#### PAGE EXCERPT
An 81-year-old brain doctor’s 7 ‘hard rules’ for keeping your memory ‘sharp as a whip’

Like any other part of your body, your brain needs daily exercise. Neglecting your brain health can leave you vulnerable to degenerative brain diseases such as Alzheimer’s and other dementias.

As a neuroscientist, I have been guiding patients with memory problems through brain-enhancing habits and exercises for decades – many of which I also practice.

Here are seven brain rules I follow to keep my memory sharp:

1. Choose fiction when you can.

You can learn a lot from non-fiction works, but they are often organized so that you can skip them based on personal interests and previous familiarity with the subject.

Fiction, on the other hand, requires you to exercise your memory as you go from beginning to end, capturing a variety of details, characters, and plots.

Incidentally, in my years as a neuropsychiatrist, I have noticed that people with early dementia, as one of the first signs of the advancing disease, often stop reading novels.

2. Never leave an art museum without testing your memory.

“Western Motel” by Edward Hopper 1957. Oil on canvas, 30 1/4 x 50 1/8 in. (77.8 x 128.3 cm). Located at the Yale University Art Gallery, New Haven, Connecticut, USA. (Photo by VCG Wilson/Corbis via Getty Images)

Visual arts | Getty

My favorite painting to do visualization exercises with is “Western Motel” by Edward Hopper, which depicts a woman sitting in a sunlit motel room.

#### PROBLEM DETAILS
Reproduce the passage of the memory article starting at "An 81-year-old brain" and ending at "characters, and plots.".

Records from a data collection
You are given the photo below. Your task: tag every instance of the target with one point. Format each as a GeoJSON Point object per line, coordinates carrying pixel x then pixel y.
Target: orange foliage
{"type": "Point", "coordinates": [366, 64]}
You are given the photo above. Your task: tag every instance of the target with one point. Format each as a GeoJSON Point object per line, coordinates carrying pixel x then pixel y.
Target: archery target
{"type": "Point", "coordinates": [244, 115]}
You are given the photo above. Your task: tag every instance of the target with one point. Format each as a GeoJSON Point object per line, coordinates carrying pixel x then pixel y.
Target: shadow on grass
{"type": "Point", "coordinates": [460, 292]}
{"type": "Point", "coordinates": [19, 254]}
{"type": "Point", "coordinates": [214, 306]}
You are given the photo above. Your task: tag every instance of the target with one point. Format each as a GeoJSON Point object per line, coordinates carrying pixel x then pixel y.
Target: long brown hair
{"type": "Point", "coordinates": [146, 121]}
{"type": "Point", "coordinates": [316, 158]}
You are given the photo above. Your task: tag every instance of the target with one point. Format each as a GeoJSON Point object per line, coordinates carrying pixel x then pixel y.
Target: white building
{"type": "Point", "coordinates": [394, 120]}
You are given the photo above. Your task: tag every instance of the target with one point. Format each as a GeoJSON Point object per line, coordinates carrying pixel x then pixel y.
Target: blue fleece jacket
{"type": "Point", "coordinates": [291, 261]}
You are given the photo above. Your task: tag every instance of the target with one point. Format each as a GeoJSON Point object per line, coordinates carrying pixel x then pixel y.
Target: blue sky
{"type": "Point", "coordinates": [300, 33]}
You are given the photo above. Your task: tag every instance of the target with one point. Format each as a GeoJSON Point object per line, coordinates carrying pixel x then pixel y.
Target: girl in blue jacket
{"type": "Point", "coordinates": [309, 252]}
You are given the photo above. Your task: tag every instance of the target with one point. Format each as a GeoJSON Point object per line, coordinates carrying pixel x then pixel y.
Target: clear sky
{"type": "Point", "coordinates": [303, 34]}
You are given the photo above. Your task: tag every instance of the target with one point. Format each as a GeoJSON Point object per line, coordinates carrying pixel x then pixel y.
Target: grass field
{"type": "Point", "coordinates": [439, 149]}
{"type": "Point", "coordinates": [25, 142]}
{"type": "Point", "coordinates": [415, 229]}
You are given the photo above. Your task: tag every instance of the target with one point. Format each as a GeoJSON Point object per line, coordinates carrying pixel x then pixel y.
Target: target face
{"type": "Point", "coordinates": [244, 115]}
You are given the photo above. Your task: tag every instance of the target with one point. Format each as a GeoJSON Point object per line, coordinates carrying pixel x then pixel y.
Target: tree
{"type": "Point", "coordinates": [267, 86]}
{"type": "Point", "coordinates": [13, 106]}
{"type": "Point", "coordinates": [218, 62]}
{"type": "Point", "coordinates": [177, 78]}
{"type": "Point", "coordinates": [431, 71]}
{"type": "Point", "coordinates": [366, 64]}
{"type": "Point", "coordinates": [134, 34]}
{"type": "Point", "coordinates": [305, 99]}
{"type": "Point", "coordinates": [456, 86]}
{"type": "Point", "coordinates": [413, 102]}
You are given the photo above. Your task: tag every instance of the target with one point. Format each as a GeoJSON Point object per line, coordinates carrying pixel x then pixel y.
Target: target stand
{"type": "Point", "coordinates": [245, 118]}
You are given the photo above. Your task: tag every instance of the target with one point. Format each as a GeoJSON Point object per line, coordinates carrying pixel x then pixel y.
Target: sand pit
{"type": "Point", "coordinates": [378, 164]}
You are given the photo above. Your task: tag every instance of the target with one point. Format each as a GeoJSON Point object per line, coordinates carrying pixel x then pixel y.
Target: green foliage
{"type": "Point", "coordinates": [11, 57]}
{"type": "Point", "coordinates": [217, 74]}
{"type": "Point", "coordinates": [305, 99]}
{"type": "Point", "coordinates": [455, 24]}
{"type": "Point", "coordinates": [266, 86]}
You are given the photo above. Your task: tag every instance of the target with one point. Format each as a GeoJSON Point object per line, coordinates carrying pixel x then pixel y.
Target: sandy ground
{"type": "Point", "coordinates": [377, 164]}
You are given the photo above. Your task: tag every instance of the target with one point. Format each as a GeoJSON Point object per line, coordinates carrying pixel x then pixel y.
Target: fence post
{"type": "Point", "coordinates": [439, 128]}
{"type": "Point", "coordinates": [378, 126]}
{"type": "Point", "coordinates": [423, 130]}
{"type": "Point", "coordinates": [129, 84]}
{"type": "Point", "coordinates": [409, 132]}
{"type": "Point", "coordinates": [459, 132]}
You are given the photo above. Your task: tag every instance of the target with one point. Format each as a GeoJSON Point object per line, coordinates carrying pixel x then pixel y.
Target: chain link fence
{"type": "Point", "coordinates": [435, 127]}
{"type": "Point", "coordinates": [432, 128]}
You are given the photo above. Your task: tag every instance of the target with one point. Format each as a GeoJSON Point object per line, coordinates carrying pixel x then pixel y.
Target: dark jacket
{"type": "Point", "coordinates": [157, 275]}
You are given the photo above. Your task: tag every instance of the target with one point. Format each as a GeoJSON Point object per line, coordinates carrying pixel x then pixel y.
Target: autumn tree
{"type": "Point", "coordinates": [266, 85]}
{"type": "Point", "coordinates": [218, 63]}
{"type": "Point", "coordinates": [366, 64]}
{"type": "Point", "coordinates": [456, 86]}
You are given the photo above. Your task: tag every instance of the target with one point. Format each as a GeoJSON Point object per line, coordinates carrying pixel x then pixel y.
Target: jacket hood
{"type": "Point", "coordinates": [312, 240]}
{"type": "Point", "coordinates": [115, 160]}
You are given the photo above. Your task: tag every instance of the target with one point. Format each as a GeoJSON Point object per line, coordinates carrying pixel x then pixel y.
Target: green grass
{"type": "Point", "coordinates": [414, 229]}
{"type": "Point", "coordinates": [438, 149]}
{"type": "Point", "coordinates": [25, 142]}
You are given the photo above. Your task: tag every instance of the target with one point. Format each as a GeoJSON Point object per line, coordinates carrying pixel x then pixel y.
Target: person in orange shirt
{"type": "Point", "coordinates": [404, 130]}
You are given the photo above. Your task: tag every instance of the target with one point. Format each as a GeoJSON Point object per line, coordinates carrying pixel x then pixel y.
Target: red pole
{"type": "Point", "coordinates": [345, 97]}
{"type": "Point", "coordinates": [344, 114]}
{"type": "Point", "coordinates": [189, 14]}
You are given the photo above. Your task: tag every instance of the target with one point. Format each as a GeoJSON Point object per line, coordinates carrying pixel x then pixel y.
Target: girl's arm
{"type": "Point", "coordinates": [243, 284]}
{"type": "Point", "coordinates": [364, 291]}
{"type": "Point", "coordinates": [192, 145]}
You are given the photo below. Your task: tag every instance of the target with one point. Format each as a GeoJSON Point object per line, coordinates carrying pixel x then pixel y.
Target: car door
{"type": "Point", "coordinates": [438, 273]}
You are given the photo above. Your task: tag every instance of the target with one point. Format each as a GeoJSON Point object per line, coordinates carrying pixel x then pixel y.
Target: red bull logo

#### WRITTEN ANSWER
An 81-year-old brain doctor’s 7 ‘hard rules’ for keeping your memory ‘sharp as a whip’

Like any other part of your body, your brain needs daily exercise. Neglecting your brain health can leave you vulnerable to degenerative brain diseases such as Alzheimer’s and other dementias.

As a neuroscientist, I have been guiding patients with memory problems through brain-enhancing habits and exercises for decades – many of which I also practice.

Here are seven brain rules I follow to keep my memory sharp:

1. Choose fiction when you can.

You can learn a lot from non-fiction works, but they are often organized so that you can skip them based on personal interests and previous familiarity with the subject.

Fiction, on the other hand, requires you to exercise your memory as you go from beginning to end, capturing a variety of details, characters, and plots.